■ TEXT SHOWN:
________________________
JNU Students’ Union president Aishe Ghosh, who was among the injured and received 16 stitches for her wounds at AIIMS, alleged it was an organised attack, and some “RSS-affiliated professors” were promoting the violence. Vice-president of the union, Saket Moon, alleged the students’ body called up police for two hours but did not get any help.
“It was an organised attack. They were singling out people and attacking. There is a clear nexus of JNU administration, security police and the ABVP vandals. They did not intervene to stop violence,” Ghosh told reporters. “For last four-five days, some RSS-affiliated professors were promoting violence to break our movement. Are we wrong to ask for safety from JNU and Delhi Police?”
On Monday too, members of the ABVP, some right-wing groups and local supporters started a march around 4 pm on a section of the road near the JNU north gate, but were stopped by police barricades a few metres ahead. By 5 pm, hundreds of people managed to go around the police barricade and made their way to the north gate by going through narrow lanes of nearby colonies. After gathering at the gate, the crowd began chanting slogans such as ‘Vaam panth ki ek dawai, joota chappal aur pitai’, ‘Gaddaron ki kabar khudegi, Savarkar ki dharti pe’, ‘Dilli police lath bajao, hum tumhaare saath hain’ and ‘Desh ke gaddaron ko, goli maaro saalon ko’ as police personnel looked on.
Eyewitnesses to the Sunday attack and many of those injured claimed that the men belonged to the ABVP, a charge the RSS-affiliated student outfit denied.
While Ghosh said she sent a text message to a senior police officer about “students being beaten up in the University” at 3 pm Sunday, DCP (Southwest) Devender Arya said, “The first PCR call was made at 4.57 pm from Periyar hostel.”
________________________
■ DATA PROVIDED:
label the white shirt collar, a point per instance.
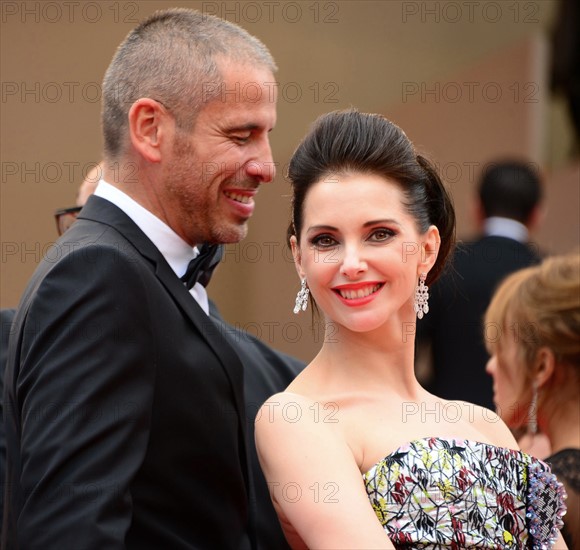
(174, 249)
(496, 226)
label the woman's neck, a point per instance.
(561, 424)
(378, 361)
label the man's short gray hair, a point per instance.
(172, 57)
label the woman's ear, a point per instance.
(544, 366)
(296, 255)
(429, 248)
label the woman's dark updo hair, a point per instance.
(348, 142)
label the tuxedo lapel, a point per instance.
(102, 211)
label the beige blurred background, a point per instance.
(468, 81)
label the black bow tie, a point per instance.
(201, 268)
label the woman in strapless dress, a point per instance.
(356, 453)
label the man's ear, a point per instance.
(149, 124)
(297, 256)
(544, 366)
(429, 248)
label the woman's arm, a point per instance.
(314, 481)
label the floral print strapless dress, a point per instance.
(450, 493)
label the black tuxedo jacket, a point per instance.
(454, 325)
(6, 318)
(266, 372)
(125, 418)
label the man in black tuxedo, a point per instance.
(125, 413)
(451, 337)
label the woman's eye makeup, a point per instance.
(323, 240)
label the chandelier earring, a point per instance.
(533, 411)
(421, 305)
(302, 297)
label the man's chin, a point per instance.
(231, 235)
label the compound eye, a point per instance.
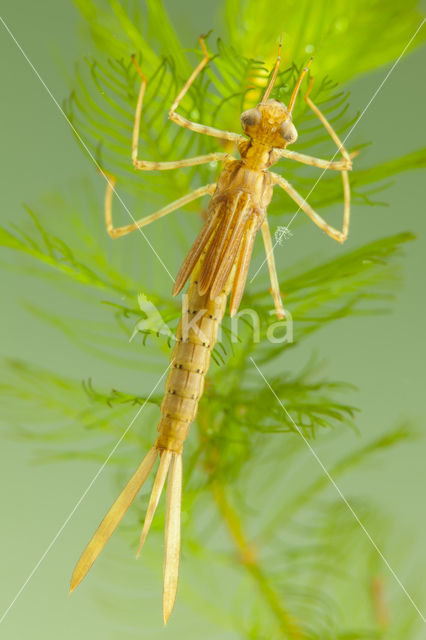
(250, 118)
(288, 131)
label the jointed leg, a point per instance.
(326, 123)
(144, 165)
(340, 236)
(116, 232)
(275, 287)
(194, 126)
(346, 156)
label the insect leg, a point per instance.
(145, 165)
(194, 126)
(275, 287)
(340, 236)
(326, 123)
(116, 232)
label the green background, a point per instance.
(384, 356)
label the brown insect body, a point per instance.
(217, 265)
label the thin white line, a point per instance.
(80, 500)
(342, 496)
(95, 162)
(348, 134)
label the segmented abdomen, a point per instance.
(195, 338)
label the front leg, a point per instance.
(340, 236)
(194, 126)
(147, 165)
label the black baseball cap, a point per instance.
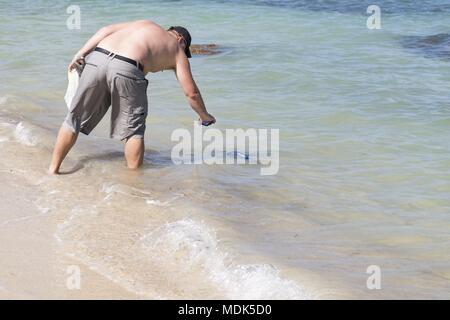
(186, 35)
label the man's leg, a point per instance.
(134, 152)
(65, 141)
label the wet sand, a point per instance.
(31, 266)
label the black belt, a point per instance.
(116, 56)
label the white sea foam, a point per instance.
(25, 135)
(193, 245)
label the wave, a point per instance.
(431, 46)
(188, 245)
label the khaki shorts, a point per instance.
(105, 82)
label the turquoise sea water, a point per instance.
(364, 119)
________________________
■ EXERCISES:
**A.** Quote the JNU report word for word, from "JNU Students’ Union" up to and including "get any help.".
**B.** List every slogan that the JNU report says the crowd chanted at the north gate.

■ OUTPUTS FOR THE TASKS:
**A.**
JNU Students’ Union president Aishe Ghosh, who was among the injured and received 16 stitches for her wounds at AIIMS, alleged it was an organised attack, and some “RSS-affiliated professors” were promoting the violence. Vice-president of the union, Saket Moon, alleged the students’ body called up police for two hours but did not get any help.

**B.**
- Vaam panth ki ek dawai, joota chappal aur pitai
- Gaddaron ki kabar khudegi, Savarkar ki dharti pe
- Dilli police lath bajao, hum tumhaare saath hain
- Desh ke gaddaron ko, goli maaro saalon ko